西方医学大规模引入中国,也就是上世纪二三十年代以后的事,不过几十年光景。在此之前的几千年里,华夏子孙在与疾病斗争中生生繁衍、代代相传,更多得益于中医的恩泽。
即便当今,中医药同样在人类与疾病的抗争中发挥着极大的作用,如抗击“非典”、甲流、艾滋病等。中医药为人类做出的贡献是有目共睹的,不然,不会有那么一大批被“用疗效说话”的中医药所征服的病患,不会有那么一大批为中医药鼓与呼的铁杆中医迷,也不会有那么一大批为中医药事业的发展呕心沥血、无私奉献的中医工作者。
祖国传统医学是值得我们敬而有加的。虽然西医借助于现代科技手段,得到了极大发展,甚至对病机病理的分析以及临床治疗,达到了微观粒子层面,进入了生物医学工程、基因治疗时代。但把西医病机与病理理论与传统中医理论相比较就会发现,早在几千年前,中医学始祖们对某些病症就已经有了与现代医学研究较相一致的认识。比如说,现代医学认为向心性肥胖是代谢综合征之类慢性病的好发体形,而《黄帝内经》中早就把人的体形分为肉人、脂人和膏人,对膏人的体形描述为“纵腹垂腴”,就是我们现代所说的向心性肥胖。《灵枢·卫气失常》曰:“膏者,多气,多气者热。”中医一直认为,膏人是一种病态的体形,体质弱,易发慢性病,是需要进行调理的。又比如,西医的医嘱里常常可以看到“理疗”这样的医嘱,用的却是由中医外治法演变而来的方法。我国历代医学先贤在科学技术不甚发达的情况下,长期摸索积累,凭“神农尝百草”的献身精神,总结出来的理论和临床实践经验,在几千年以后都有借鉴价值。这不得不说是祖国医学的奇迹,但与其说是奇迹,不如说中医学是遵循了自然科学规律应运而生的,是极富科学性的一门医学科学。中医学本身的科学价值和它一直以来为人类做出的贡献,是值得我们敬而又敬的。

> **练习任务 1**: 请逐字抄写选段中的一段文字:从包含“祖国传统医学是值得我们敬而有”的那句开始,抄到“贡献,是值得我们敬而又敬的。”为止。
> **练习任务 2**:
判断以下三项说法是否与选段相符。每项回答“是”或“否”,并原样引用选段中起决定作用的文字。
(a) 西方医学大规模引入中国,是上世纪二三十年代以后的事。
(b) 《黄帝内经》把人的体形分为肉人、脂人和瘦人。
(c) 中医认为膏人体质强,不易发慢性病。
后附的条目在本练习中用不到。

> **附录条目**:
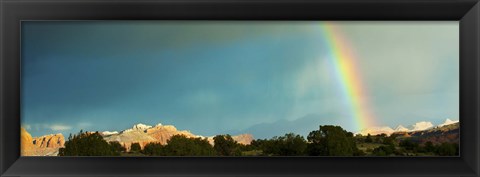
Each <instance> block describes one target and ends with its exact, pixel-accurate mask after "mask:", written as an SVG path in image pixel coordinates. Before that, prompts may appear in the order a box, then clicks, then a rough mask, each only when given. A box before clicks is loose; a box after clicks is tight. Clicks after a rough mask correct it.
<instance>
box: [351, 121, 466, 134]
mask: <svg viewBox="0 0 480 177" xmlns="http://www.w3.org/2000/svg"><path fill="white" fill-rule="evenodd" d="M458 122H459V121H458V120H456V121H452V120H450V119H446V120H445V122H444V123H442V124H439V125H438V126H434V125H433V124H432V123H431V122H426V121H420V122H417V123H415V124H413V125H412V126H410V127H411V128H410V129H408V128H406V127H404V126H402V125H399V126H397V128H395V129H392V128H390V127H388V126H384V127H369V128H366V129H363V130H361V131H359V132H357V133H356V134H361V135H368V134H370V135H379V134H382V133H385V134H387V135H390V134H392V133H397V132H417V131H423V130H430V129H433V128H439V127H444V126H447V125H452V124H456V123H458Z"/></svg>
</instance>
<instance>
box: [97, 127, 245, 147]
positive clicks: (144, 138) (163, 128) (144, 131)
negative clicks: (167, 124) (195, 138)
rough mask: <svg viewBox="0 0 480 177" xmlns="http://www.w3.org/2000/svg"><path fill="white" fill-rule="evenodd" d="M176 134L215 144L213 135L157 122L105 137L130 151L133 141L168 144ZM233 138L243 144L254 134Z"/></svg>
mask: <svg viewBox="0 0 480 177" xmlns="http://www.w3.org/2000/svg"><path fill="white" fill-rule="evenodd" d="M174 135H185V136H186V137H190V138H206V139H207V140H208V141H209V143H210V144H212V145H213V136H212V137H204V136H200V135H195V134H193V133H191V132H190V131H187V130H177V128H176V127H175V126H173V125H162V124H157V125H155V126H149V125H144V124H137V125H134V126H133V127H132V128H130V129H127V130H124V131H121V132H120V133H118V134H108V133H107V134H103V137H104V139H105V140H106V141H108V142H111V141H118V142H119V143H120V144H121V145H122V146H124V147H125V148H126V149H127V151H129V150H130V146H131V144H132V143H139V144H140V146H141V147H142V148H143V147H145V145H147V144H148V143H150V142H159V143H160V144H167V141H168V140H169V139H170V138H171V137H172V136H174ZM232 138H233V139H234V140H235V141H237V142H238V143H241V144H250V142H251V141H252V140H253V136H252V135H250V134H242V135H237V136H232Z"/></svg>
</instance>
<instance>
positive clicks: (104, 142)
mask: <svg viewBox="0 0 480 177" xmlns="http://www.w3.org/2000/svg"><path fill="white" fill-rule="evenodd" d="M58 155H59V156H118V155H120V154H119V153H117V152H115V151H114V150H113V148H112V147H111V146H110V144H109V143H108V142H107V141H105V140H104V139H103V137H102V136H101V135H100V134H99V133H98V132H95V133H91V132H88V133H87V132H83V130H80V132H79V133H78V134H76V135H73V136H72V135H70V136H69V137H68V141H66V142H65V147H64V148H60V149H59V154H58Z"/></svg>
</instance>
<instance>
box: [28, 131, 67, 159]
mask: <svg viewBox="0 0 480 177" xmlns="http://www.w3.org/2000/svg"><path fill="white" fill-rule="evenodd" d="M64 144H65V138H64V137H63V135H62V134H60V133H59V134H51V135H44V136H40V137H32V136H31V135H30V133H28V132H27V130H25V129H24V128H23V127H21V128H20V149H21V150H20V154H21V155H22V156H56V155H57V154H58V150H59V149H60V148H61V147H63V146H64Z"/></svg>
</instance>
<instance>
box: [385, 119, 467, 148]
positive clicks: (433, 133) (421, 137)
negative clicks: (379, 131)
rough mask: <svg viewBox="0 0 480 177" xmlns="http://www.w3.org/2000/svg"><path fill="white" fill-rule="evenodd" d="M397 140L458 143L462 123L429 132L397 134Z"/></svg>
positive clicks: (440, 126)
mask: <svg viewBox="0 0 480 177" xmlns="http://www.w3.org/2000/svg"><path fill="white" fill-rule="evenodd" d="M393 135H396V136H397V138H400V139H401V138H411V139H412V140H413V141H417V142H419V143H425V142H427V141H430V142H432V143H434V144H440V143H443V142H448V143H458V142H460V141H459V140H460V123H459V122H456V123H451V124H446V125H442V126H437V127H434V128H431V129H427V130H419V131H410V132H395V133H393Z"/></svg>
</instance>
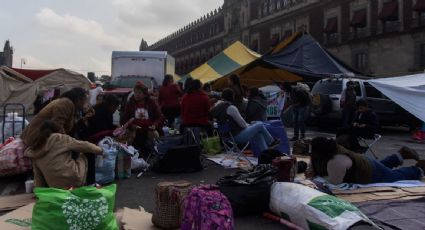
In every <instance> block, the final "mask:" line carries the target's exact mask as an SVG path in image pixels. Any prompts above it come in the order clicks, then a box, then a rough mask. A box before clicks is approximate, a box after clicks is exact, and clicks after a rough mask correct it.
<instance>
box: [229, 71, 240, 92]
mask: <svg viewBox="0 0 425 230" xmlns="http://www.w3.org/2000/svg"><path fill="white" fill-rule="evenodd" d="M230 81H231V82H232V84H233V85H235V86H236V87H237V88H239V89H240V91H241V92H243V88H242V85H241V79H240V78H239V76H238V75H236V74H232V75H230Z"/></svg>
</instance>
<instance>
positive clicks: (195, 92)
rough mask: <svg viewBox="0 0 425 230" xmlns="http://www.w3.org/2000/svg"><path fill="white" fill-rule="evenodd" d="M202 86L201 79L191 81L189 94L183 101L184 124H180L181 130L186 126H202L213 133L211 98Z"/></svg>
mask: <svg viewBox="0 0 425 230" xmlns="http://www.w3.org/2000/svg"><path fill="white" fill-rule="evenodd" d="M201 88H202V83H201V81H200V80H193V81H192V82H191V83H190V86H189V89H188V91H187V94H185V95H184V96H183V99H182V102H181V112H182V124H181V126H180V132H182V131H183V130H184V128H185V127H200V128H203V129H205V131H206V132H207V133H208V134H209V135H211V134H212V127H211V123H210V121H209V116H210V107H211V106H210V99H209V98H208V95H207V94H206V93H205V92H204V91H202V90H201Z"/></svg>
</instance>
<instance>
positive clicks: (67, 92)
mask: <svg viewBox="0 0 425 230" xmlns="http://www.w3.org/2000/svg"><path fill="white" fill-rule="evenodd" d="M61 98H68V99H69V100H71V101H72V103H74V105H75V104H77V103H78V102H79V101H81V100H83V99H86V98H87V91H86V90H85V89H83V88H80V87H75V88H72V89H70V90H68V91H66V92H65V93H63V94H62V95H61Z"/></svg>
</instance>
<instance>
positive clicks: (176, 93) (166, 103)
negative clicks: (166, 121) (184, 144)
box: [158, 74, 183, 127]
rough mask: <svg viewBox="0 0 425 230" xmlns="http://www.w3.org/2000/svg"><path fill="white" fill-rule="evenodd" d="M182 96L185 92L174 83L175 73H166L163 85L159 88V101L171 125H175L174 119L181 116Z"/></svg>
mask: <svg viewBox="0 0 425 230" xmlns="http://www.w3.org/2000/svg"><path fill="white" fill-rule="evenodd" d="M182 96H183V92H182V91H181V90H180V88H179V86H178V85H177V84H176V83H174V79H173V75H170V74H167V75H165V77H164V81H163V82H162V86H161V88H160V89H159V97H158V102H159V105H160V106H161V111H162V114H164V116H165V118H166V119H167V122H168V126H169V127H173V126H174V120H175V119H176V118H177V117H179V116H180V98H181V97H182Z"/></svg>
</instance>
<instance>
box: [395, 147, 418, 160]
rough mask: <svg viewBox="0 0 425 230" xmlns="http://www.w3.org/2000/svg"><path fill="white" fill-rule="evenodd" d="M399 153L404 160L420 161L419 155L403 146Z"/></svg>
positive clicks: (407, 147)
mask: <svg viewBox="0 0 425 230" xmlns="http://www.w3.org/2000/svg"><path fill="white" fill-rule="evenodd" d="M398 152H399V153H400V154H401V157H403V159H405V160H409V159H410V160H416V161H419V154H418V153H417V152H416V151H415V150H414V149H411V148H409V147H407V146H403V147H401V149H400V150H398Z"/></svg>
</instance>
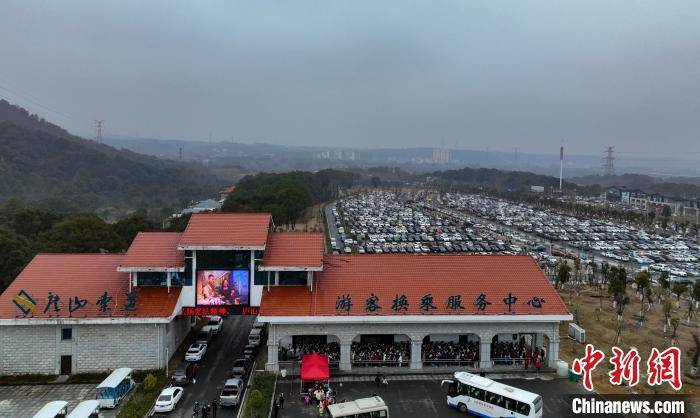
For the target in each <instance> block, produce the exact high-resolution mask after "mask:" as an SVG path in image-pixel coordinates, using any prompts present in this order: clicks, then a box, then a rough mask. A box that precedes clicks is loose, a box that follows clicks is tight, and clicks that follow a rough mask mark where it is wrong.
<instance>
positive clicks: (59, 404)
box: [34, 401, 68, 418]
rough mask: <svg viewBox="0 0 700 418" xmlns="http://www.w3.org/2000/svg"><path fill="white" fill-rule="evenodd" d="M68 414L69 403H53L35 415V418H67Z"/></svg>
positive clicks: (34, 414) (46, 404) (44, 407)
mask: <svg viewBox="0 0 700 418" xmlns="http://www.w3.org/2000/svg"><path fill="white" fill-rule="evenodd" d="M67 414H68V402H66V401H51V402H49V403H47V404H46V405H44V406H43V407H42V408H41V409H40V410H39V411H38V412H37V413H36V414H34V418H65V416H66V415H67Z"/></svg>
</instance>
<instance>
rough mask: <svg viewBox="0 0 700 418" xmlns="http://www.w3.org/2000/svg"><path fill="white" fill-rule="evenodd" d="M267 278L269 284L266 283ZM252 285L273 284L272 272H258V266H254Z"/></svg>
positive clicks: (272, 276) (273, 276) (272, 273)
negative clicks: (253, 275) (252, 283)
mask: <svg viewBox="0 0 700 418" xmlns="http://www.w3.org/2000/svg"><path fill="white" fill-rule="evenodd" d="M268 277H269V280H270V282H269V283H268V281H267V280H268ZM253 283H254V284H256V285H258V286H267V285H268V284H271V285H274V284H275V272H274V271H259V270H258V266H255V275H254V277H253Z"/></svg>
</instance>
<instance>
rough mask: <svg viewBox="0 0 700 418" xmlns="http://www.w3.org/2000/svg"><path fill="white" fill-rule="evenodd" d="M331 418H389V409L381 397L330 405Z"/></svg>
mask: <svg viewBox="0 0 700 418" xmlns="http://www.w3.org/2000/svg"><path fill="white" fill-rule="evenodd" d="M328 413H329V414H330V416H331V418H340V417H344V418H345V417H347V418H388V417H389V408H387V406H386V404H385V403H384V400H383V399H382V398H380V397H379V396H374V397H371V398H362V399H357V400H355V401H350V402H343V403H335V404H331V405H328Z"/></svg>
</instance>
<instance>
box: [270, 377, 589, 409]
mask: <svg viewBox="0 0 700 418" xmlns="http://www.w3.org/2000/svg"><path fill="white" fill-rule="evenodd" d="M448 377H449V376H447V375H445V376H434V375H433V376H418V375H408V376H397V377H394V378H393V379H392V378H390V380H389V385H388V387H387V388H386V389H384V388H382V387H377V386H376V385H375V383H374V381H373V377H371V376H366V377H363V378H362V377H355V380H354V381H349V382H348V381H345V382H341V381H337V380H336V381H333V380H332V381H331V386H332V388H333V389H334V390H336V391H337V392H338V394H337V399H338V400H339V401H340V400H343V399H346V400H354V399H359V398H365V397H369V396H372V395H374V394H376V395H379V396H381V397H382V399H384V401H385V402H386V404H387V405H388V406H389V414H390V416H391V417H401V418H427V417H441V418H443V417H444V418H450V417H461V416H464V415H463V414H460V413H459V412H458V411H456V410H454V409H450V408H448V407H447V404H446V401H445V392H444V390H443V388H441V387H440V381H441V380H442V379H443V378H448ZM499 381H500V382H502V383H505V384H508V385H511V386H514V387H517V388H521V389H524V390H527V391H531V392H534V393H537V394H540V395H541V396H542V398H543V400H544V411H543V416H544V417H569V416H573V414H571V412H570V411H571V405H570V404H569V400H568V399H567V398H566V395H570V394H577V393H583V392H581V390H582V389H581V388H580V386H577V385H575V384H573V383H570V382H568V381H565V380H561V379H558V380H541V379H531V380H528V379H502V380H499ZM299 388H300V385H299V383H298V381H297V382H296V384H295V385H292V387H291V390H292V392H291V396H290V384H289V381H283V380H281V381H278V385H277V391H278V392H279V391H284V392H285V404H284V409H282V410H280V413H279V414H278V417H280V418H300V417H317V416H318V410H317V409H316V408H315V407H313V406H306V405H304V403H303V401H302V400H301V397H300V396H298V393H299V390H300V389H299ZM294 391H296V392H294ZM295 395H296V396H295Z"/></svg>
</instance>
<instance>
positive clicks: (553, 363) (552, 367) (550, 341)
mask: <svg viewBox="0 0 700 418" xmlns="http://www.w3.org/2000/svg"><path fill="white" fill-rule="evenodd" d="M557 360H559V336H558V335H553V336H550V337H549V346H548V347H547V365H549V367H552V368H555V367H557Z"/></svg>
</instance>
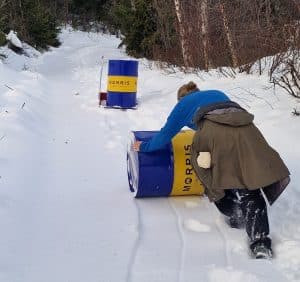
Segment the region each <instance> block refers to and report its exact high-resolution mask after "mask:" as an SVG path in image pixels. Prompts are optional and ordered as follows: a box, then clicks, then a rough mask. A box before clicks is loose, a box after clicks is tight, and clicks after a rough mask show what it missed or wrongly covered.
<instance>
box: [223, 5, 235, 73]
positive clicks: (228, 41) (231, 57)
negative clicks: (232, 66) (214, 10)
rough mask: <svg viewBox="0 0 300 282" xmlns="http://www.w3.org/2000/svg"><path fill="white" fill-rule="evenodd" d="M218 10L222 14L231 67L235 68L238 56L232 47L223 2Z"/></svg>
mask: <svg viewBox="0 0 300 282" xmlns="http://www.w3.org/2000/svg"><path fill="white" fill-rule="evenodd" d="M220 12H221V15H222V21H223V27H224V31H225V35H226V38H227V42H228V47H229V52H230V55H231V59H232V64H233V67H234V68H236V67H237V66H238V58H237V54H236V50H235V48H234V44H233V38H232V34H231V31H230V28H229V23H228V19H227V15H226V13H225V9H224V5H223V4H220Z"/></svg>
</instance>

> **参考答案 1**:
祖国传统医学是值得我们敬而有加的。虽然西医借助于现代科技手段,得到了极大发展,甚至对病机病理的分析以及临床治疗,达到了微观粒子层面,进入了生物医学工程、基因治疗时代。但把西医病机与病理理论与传统中医理论相比较就会发现,早在几千年前,中医学始祖们对某些病症就已经有了与现代医学研究较相一致的认识。比如说,现代医学认为向心性肥胖是代谢综合征之类慢性病的好发体形,而《黄帝内经》中早就把人的体形分为肉人、脂人和膏人,对膏人的体形描述为“纵腹垂腴”,就是我们现代所说的向心性肥胖。《灵枢·卫气失常》曰:“膏者,多气,多气者热。”中医一直认为,膏人是一种病态的体形,体质弱,易发慢性病,是需要进行调理的。又比如,西医的医嘱里常常可以看到“理疗”这样的医嘱,用的却是由中医外治法演变而来的方法。我国历代医学先贤在科学技术不甚发达的情况下,长期摸索积累,凭“神农尝百草”的献身精神,总结出来的理论和临床实践经验,在几千年以后都有借鉴价值。这不得不说是祖国医学的奇迹,但与其说是奇迹,不如说中医学是遵循了自然科学规律应运而生的,是极富科学性的一门医学科学。中医学本身的科学价值和它一直以来为人类做出的贡献,是值得我们敬而又敬的。

> **参考答案 2**:
(a) 是。“西方医学大规模引入中国,也就是上世纪二三十年代以后的事”
(b) 否。“《黄帝内经》中早就把人的体形分为肉人、脂人和膏人”
(c) 否。“膏人是一种病态的体形,体质弱,易发慢性病”